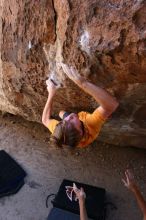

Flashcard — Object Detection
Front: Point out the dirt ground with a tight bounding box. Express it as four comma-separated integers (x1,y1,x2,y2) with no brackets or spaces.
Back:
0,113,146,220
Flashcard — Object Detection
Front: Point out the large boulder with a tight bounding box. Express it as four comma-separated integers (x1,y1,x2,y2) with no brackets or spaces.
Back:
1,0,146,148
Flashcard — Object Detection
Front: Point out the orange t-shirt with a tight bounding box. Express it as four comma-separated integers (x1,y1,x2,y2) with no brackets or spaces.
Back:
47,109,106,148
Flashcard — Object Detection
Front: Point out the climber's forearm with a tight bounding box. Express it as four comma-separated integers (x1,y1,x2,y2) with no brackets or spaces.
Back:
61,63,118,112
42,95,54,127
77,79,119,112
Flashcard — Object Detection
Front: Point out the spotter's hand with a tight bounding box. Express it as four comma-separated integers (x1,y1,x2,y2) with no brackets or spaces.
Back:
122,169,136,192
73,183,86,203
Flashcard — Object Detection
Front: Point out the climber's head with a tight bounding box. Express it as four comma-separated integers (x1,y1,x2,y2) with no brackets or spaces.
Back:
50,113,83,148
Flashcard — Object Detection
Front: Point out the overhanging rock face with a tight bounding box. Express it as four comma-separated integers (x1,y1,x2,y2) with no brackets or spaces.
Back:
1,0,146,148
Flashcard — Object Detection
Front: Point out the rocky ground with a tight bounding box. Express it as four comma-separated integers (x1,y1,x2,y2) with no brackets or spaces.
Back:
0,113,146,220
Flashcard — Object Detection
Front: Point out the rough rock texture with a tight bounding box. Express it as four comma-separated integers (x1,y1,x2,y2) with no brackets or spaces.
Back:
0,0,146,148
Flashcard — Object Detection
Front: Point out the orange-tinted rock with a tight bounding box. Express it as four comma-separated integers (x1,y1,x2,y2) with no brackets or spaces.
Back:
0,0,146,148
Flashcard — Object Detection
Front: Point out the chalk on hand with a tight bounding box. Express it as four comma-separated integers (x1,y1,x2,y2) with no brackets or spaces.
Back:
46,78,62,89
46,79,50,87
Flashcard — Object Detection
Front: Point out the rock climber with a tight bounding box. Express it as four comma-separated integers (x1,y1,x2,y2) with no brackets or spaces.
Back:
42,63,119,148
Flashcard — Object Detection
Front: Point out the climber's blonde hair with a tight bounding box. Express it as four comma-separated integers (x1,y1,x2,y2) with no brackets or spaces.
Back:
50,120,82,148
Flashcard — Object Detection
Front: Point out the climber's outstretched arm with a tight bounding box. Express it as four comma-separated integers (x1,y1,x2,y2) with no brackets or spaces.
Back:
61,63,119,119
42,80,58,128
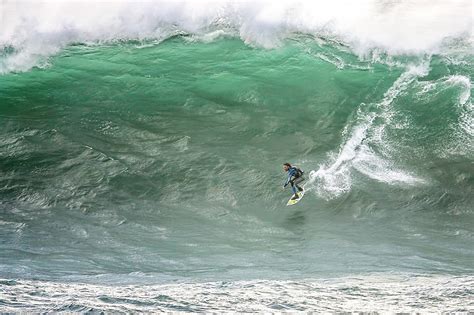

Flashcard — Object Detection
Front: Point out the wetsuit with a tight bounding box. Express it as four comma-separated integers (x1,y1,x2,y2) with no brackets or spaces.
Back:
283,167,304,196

* * *

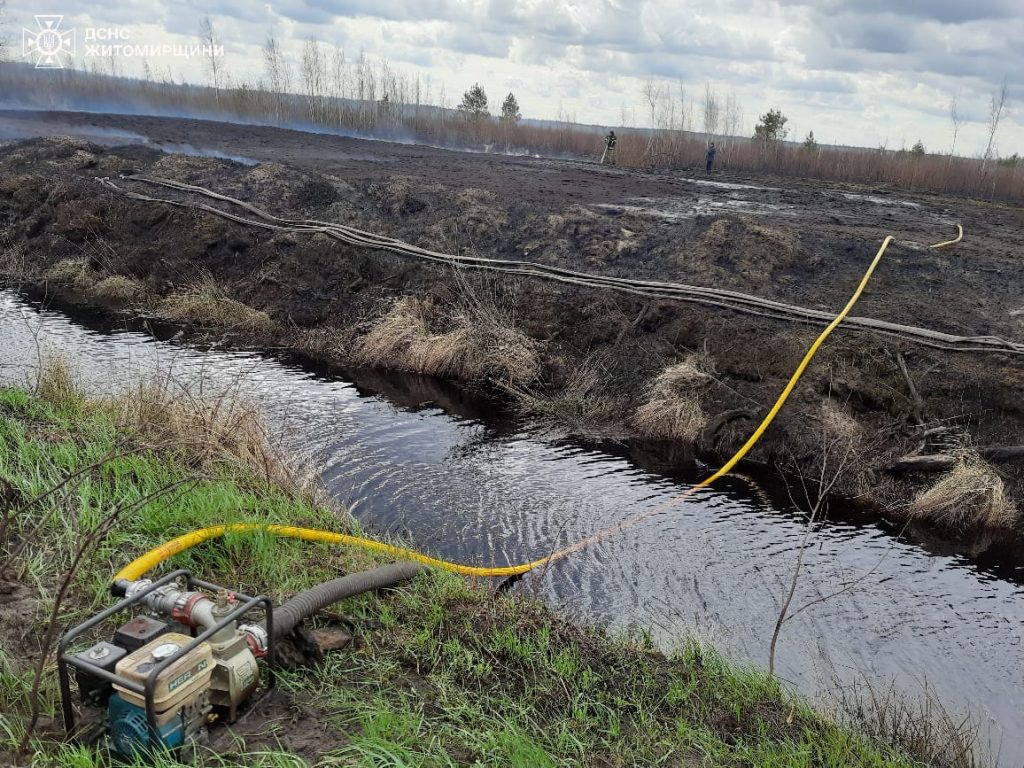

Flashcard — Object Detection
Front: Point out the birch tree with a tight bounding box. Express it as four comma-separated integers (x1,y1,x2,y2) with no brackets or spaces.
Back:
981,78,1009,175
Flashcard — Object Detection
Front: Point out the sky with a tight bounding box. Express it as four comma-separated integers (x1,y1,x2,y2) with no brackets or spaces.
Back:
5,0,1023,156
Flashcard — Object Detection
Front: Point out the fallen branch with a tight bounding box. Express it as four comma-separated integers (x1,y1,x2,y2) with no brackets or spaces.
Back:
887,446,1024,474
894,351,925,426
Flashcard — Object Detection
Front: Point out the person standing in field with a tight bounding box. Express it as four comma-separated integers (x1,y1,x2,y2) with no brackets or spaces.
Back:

* * *

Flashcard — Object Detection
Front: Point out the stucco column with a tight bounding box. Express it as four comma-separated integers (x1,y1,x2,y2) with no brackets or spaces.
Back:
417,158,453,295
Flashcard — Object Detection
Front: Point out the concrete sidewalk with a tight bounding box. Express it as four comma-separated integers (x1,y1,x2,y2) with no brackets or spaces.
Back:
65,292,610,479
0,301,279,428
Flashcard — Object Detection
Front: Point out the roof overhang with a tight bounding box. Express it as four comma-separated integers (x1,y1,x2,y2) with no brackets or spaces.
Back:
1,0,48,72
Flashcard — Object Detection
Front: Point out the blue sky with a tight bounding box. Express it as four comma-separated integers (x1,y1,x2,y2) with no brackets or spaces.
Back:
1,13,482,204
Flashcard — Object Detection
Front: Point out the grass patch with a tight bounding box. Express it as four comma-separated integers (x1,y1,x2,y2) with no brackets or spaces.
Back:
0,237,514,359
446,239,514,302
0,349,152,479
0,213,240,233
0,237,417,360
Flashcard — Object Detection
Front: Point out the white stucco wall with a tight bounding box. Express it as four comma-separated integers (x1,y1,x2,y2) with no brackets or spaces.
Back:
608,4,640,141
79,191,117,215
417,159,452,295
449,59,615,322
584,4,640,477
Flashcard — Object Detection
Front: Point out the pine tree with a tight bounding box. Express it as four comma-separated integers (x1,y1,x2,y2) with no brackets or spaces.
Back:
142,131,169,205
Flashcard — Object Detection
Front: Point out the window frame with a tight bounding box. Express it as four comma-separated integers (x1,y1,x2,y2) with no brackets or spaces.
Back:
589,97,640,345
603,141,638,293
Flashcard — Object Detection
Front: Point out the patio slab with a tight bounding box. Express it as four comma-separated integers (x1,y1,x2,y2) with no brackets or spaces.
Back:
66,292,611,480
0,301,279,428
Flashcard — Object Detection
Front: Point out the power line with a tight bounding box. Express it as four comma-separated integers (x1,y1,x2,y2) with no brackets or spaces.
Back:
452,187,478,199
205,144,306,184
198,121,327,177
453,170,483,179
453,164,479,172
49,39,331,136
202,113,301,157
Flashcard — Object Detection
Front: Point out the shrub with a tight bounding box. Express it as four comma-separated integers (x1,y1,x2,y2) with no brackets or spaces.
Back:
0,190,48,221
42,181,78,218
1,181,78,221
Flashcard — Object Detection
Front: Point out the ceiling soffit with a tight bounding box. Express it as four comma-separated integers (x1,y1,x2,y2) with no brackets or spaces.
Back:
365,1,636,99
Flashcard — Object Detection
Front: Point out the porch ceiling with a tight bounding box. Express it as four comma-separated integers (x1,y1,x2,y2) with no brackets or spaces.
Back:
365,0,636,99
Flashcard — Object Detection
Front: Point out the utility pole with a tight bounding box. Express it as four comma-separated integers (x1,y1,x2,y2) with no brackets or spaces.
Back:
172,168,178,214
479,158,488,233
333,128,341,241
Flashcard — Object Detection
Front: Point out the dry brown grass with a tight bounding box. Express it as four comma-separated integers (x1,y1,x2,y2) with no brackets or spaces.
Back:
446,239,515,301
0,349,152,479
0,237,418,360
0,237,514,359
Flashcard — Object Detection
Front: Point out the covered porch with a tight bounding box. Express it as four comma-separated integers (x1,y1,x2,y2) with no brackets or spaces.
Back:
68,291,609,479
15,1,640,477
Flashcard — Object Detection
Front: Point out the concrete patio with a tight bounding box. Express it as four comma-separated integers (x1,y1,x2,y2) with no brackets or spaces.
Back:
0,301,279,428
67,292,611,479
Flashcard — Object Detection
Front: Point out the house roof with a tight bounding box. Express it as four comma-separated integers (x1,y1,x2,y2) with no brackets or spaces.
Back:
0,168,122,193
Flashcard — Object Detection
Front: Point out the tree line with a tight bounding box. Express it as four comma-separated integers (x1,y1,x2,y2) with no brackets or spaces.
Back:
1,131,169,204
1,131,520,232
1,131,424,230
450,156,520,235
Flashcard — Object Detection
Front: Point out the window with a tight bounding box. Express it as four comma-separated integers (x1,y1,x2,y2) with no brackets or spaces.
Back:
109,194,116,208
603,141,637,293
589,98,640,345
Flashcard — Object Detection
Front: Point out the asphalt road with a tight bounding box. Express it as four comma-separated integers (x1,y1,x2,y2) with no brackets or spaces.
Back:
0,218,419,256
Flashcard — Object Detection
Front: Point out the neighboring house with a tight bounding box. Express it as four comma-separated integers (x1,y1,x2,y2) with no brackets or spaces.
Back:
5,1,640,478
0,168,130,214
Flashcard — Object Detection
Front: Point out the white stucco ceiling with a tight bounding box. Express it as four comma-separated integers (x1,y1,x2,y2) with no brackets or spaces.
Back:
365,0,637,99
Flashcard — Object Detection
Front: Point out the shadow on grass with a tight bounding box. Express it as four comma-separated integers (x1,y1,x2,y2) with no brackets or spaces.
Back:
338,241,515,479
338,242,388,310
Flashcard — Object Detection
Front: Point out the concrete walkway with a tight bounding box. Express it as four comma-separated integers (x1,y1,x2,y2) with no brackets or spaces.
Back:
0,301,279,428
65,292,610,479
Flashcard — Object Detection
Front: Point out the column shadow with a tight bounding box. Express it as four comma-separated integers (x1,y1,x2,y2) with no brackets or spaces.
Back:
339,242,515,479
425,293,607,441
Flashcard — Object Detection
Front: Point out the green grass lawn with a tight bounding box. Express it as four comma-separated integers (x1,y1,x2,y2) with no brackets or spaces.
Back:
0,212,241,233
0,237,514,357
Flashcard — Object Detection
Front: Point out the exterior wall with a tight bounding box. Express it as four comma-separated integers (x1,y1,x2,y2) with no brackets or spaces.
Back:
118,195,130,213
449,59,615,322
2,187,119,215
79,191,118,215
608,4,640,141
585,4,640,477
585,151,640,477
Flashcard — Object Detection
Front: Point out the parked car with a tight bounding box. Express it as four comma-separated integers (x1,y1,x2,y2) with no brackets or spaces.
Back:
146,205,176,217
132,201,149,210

_ABOUT THIS TASK_:
Wherever the word "shadow" occurs in a line of the listing, copy that line.

_ANSWER BELOW_:
Front: Point out the shadow on grass with a tight bounding box. Express it as four comma-separated integers (x1,y1,x2,y2) with no brackets or spaces.
Front: Point out the column shadow with a tight bounding box. Express it as four comma-separated integers (x1,y1,x2,y2) with no brackets or spaces.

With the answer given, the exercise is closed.